* **Required work**:
- a) In the documentation on the rare extractor, what happens when no matcher is specified?
- b) Please pick up the documentation on the rare extractor after its last sentence and write the next part.

Extractor (Matcher)¶
The main component of rare is the extractor (or matcher). There are three fundamental concepts around the parser:
- Each line of an input (separated by
\n
) is matched to a matcher - A matcher is used to parse a line into a match (and optionally, groups)
- An expression (see: expression) is used to format an output from a matched groups
- Optionally, one or more ignore expressions can be applied to silent matches that satisfy a truthy-comparison
Matcher Types¶
If no matcher is specified, by default, the entire line is always matched and passed-through to the expression-stage.
More than one matcher can not be specified at the same time.
Regex¶
A regex expression is specified with --match
or -m
, and follows common
regex syntax.
When matching a regex, groups and keys are extracted both index and by-name if specified.
Set ignore-case with -I
or --ignore-case
.
Example:
rare filter -m '"(\w{3,4}) ([A-Za-z0-9/.@_-]+)' access.log
Dissect¶
A dissect expression is specified with --disect
or -d
, and follows
dissect syntax.
Like regex, groups are extracted by both index and name. Dissect can be significantly faster than regex.
Set ignore-case with -I
or --ignore-case
.
Example:
rare filter -d 'HTTP/1.1" %{code} %{size} ' -e '{code}' access.log
Ignore¶
You can provide one or more expressions via --ignore
(-i
). If
the statement evaluates to truthy (non-empty), the matched line will be ignored.

Dataset excerpt:
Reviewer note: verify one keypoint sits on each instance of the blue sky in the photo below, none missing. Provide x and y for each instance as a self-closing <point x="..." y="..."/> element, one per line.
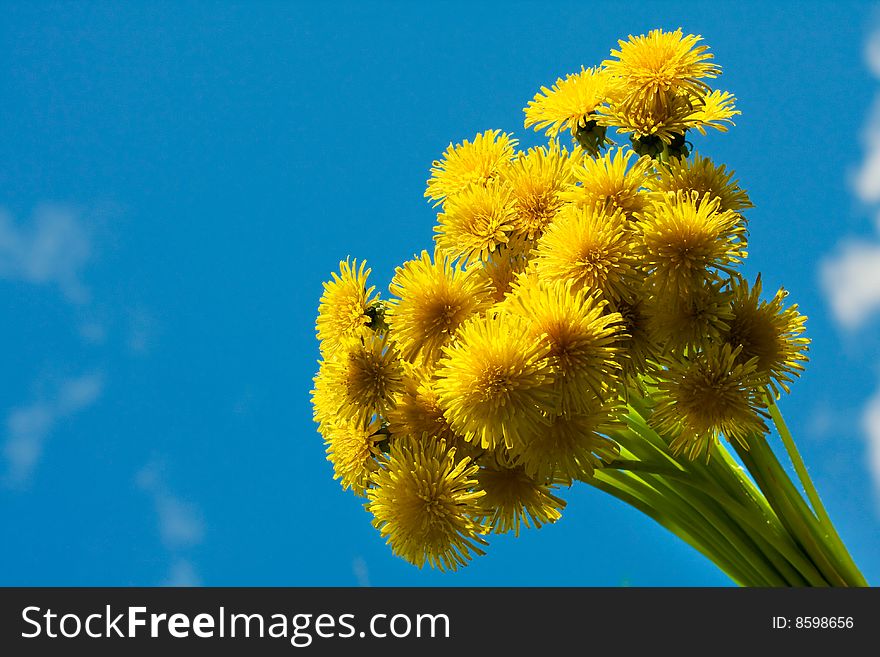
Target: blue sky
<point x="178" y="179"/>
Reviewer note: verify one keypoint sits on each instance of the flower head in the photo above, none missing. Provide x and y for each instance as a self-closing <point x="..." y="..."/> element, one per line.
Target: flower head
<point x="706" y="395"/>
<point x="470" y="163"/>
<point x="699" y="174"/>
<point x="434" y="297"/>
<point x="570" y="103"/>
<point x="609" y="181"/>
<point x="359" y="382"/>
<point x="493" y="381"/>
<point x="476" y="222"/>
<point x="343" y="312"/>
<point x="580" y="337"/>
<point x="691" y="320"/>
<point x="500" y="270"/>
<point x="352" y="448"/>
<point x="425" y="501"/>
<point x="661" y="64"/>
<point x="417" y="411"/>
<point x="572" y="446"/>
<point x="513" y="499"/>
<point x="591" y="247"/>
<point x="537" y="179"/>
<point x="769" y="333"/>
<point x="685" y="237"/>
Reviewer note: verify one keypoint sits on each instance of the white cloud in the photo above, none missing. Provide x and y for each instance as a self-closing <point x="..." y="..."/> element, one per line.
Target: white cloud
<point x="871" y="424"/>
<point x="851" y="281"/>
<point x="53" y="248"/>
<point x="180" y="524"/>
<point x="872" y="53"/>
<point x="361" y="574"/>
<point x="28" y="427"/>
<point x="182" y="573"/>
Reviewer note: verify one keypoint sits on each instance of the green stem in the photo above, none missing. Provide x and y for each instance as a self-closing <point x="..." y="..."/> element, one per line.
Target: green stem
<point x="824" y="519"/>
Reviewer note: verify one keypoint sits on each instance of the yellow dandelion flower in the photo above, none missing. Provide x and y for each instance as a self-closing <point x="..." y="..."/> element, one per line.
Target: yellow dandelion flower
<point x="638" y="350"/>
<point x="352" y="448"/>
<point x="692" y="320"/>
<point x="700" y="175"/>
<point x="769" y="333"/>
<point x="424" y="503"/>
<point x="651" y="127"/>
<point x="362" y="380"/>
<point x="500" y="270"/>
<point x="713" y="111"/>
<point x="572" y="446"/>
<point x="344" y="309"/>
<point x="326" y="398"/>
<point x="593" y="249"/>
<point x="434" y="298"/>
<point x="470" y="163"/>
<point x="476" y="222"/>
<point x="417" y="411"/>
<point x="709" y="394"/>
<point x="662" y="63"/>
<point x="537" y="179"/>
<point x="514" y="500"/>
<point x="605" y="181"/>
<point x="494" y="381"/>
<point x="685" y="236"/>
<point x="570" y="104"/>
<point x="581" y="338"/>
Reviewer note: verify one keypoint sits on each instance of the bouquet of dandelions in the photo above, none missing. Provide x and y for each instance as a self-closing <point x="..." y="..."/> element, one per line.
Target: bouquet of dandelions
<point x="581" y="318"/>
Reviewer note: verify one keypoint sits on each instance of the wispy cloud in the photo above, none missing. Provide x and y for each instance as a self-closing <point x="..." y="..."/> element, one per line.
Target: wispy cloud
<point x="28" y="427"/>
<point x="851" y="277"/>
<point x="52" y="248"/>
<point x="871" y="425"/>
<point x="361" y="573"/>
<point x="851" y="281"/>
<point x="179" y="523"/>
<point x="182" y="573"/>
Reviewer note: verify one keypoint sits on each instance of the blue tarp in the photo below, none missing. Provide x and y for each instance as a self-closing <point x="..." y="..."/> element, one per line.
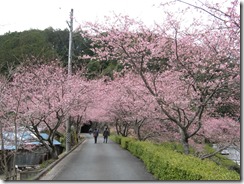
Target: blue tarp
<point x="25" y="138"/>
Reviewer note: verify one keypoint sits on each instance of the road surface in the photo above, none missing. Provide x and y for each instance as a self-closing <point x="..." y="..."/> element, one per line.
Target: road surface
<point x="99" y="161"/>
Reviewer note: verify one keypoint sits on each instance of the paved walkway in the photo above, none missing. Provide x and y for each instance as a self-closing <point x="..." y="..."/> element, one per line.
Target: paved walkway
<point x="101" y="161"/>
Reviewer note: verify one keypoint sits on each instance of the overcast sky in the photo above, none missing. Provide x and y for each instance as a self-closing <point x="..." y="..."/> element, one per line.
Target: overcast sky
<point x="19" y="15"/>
...
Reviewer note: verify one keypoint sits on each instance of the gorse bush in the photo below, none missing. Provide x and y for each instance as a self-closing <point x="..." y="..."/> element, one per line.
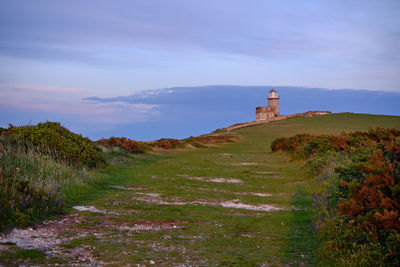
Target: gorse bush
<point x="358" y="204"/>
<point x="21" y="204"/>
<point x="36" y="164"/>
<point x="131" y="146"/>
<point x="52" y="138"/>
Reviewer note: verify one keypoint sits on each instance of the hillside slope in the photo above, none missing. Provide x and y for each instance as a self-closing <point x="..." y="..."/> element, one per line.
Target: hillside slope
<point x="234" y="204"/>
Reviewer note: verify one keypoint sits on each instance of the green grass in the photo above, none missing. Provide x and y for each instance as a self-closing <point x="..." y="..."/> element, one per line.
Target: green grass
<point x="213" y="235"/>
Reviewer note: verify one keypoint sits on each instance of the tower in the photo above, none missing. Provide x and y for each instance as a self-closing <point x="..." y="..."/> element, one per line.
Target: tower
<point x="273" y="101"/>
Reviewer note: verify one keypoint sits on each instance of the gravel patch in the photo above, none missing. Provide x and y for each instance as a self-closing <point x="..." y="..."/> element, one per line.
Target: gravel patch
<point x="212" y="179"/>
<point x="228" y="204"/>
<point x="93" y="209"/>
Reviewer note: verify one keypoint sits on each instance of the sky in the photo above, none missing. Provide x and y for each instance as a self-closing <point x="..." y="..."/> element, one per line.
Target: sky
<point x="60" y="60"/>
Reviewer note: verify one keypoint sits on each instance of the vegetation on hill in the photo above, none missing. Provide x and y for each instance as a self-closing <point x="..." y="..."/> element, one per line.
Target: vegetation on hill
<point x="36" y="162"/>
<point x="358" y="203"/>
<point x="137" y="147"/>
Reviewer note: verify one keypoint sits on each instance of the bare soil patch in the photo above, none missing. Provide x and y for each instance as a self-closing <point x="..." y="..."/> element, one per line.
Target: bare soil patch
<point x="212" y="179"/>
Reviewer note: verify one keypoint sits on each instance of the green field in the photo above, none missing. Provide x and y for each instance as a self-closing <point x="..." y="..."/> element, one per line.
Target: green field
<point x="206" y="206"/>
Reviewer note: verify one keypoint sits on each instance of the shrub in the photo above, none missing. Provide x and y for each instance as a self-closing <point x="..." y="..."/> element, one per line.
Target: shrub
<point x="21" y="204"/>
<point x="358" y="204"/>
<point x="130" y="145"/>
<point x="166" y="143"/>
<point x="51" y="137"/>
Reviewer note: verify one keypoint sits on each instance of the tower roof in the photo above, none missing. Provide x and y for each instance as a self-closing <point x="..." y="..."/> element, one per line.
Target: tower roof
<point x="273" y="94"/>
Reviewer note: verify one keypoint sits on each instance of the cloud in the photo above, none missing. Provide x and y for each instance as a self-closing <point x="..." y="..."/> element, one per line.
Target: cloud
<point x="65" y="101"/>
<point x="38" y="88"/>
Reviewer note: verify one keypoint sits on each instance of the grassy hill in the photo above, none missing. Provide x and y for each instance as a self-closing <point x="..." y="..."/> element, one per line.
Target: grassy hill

* **Results of the tasks**:
- a) The entire line is always matched and passed through to the expression stage.

- b)
Example:
To ignore all non-200
http codes
rare filter -d 'HTTP/1.1" %{code} %{size} ' -i '{neq {code} 200}' -e '{code} {size}' access.log
Examples¶
Decomposing a Matcher¶
The most primitive way use rare is to filter lines in an input. We'll be using an example nginx log for our example.
Nginx log line looks like this:
10.20.30.40 - - [14/Apr/2016:18:13:29 +0200] "GET / HTTP/1.1" 206 101 "-" "curl/7.43.0"
So, to parse this we may want to match the method and path with a regex:
rare filter -m '"(\w{3,4}) ([A-Za-z0-9/.@_-]+)' access.log
This will extract the method and url and output the entire line to the screen (if matched).
If you want it to only output the matched portion, you can add -e "{0}"
Lastly, lets say we want to ignore all paths that equal "/", we could do that by adding
an ignore pattern: -i {eq {1} /}
Histograms¶
Histograms are like filters, but rather than outputting every match, it will create an aggregated count based on the extracted expression.
So, with the same example as above, if we extract the method and url, we will get something that will count based on keys.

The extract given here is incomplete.